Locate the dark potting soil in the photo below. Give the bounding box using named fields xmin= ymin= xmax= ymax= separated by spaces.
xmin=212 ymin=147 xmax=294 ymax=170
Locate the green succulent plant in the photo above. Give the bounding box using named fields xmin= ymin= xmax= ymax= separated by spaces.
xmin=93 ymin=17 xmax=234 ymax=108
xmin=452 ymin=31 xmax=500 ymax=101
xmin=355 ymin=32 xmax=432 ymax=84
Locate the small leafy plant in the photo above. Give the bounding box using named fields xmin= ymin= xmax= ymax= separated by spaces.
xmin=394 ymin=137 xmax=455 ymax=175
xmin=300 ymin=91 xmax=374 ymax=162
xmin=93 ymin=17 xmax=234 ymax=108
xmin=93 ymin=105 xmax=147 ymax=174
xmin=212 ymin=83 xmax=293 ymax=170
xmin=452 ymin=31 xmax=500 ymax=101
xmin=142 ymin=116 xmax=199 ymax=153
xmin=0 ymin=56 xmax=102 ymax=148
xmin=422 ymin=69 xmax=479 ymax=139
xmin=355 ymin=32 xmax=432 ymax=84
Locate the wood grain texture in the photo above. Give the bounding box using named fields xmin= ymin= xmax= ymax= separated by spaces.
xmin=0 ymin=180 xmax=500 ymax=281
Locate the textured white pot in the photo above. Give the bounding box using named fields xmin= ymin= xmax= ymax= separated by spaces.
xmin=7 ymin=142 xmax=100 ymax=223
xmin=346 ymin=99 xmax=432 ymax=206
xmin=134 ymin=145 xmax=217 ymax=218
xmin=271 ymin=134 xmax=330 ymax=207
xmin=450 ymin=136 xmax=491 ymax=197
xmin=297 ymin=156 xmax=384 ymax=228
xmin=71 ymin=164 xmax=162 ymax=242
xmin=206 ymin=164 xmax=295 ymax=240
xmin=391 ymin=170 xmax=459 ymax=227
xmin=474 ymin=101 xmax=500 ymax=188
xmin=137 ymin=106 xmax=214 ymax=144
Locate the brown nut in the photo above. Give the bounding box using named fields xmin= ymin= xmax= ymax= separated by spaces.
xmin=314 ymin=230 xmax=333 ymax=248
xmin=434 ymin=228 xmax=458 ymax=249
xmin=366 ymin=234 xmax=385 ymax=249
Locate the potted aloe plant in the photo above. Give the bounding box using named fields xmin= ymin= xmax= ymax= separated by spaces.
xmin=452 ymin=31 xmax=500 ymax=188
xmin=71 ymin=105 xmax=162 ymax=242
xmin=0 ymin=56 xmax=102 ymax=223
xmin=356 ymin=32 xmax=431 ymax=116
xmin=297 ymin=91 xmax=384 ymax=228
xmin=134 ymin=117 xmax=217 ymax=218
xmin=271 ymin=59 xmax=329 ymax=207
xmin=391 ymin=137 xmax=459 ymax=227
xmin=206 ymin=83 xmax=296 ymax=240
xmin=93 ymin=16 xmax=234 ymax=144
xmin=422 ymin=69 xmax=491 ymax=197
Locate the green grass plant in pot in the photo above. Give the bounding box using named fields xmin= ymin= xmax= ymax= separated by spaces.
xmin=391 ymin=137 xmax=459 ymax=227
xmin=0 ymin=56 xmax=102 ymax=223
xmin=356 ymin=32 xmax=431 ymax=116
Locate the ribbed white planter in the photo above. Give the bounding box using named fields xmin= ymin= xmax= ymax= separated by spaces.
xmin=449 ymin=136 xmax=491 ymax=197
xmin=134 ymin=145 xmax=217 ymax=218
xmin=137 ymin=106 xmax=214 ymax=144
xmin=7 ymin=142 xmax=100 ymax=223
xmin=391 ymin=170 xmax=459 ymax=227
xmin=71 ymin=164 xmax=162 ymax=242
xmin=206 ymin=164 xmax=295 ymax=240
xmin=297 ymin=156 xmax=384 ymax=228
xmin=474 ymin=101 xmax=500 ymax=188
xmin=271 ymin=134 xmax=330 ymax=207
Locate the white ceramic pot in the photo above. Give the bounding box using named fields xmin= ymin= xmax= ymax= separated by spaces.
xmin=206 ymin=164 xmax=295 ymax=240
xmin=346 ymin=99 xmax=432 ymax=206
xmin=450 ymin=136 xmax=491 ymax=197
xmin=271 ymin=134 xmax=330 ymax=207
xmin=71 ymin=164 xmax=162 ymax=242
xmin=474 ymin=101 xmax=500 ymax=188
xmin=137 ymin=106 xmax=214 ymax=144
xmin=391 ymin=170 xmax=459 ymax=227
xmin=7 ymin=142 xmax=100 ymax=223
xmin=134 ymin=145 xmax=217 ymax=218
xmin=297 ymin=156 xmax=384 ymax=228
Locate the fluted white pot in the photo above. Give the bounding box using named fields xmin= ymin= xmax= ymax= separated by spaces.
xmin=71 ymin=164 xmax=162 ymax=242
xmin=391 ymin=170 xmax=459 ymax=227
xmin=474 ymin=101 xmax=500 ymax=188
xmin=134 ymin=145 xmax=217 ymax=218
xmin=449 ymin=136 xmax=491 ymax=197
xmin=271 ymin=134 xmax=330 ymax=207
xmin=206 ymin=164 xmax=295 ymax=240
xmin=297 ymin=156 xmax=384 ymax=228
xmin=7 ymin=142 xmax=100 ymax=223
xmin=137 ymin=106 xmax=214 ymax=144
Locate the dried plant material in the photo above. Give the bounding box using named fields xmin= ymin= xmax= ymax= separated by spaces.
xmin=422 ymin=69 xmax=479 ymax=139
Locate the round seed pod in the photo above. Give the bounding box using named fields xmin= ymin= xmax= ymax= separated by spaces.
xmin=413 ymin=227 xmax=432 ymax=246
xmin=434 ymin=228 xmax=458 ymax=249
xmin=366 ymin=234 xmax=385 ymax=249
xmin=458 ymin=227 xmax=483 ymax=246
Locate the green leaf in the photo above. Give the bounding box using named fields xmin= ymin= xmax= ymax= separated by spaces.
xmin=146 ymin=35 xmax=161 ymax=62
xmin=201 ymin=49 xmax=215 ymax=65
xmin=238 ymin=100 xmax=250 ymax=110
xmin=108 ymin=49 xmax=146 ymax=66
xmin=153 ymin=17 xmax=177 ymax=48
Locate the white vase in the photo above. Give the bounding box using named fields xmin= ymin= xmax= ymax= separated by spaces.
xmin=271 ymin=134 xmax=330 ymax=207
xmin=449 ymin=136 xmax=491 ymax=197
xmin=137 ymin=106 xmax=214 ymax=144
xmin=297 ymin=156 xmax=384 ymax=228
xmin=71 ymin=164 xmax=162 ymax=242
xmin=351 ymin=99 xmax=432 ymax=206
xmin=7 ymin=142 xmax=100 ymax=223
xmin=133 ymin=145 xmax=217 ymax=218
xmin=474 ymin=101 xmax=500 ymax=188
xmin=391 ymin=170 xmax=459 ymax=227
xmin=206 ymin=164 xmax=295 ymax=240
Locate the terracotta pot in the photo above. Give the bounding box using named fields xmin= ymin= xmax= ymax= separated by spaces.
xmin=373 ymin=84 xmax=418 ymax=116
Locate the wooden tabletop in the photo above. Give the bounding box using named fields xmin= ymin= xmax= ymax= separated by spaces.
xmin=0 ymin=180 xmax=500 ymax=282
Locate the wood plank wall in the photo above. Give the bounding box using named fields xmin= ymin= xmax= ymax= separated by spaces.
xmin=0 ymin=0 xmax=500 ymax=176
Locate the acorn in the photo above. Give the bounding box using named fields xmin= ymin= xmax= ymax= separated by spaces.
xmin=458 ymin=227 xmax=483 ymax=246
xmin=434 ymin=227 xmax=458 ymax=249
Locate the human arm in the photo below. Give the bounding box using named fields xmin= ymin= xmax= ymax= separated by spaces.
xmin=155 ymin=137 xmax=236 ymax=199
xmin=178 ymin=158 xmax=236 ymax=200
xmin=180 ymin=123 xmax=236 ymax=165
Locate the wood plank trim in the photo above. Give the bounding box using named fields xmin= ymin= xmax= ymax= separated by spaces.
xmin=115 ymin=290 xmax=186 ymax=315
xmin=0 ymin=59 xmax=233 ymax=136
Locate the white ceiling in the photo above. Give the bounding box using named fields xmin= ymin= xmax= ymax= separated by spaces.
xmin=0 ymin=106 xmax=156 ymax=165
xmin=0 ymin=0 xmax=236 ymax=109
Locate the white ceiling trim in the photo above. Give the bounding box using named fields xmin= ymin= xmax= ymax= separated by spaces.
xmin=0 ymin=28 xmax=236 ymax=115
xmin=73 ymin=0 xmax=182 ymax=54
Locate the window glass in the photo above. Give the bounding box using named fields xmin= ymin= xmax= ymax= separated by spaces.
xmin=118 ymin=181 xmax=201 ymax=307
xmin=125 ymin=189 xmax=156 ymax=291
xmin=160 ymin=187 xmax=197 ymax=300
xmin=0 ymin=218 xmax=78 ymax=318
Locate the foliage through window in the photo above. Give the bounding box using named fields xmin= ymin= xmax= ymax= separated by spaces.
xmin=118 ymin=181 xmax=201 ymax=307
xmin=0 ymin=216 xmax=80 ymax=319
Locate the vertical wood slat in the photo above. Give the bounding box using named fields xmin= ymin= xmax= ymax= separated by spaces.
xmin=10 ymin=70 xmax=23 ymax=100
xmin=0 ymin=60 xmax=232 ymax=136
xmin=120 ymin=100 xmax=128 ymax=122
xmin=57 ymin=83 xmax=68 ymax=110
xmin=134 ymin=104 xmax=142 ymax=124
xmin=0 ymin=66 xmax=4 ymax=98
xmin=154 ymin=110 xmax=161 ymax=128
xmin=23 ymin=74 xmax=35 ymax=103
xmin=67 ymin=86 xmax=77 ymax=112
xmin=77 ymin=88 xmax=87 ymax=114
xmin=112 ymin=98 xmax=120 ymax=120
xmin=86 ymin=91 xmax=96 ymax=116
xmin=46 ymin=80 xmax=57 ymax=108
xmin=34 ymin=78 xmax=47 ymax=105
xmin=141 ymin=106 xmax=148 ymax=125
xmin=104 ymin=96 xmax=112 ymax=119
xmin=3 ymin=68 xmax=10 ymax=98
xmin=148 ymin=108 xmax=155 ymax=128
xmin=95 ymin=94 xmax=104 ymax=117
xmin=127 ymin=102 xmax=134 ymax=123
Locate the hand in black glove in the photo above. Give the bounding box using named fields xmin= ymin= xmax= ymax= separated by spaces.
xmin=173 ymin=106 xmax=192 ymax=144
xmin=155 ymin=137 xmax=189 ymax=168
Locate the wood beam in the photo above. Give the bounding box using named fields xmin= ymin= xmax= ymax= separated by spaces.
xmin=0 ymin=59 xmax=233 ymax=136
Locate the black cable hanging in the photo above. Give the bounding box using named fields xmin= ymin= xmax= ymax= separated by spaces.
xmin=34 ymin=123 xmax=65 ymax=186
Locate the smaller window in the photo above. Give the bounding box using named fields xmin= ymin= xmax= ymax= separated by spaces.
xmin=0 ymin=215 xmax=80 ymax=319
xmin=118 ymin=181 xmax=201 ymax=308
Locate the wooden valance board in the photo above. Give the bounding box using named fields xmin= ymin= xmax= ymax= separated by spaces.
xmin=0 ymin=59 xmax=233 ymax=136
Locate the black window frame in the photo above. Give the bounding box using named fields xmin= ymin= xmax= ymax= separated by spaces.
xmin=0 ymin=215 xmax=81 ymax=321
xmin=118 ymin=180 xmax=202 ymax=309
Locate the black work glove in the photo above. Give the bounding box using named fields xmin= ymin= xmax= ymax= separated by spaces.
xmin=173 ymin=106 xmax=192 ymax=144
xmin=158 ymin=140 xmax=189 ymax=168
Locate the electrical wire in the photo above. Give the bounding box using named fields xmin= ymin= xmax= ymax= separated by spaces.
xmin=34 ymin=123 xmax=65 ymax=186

Instructions to follow: Reproduce everything from the first of these lines down to the line containing "xmin=0 ymin=180 xmax=500 ymax=281", unchanged and with both ends included.

The result:
Locate the dark potting soil in the photo below. Give the bounding box using named fields xmin= ymin= xmax= ymax= separated by spaces.
xmin=212 ymin=147 xmax=294 ymax=170
Locate the green succulent plant in the photo above. Give the bounding box using named fields xmin= ymin= xmax= ymax= separated by spaces.
xmin=93 ymin=17 xmax=234 ymax=108
xmin=452 ymin=31 xmax=500 ymax=101
xmin=355 ymin=32 xmax=432 ymax=84
Locate the small leafy plant in the photo above. Give the bounding box using named fields xmin= ymin= xmax= ymax= separated by spaces.
xmin=394 ymin=137 xmax=455 ymax=175
xmin=300 ymin=91 xmax=374 ymax=162
xmin=93 ymin=17 xmax=234 ymax=108
xmin=93 ymin=105 xmax=147 ymax=174
xmin=212 ymin=83 xmax=293 ymax=170
xmin=452 ymin=31 xmax=500 ymax=101
xmin=142 ymin=116 xmax=199 ymax=153
xmin=0 ymin=56 xmax=102 ymax=148
xmin=422 ymin=69 xmax=479 ymax=139
xmin=355 ymin=32 xmax=432 ymax=84
Locate the wood grain texture in the photo above. Give the bounding box using named fields xmin= ymin= xmax= ymax= separated by spaces.
xmin=0 ymin=180 xmax=500 ymax=281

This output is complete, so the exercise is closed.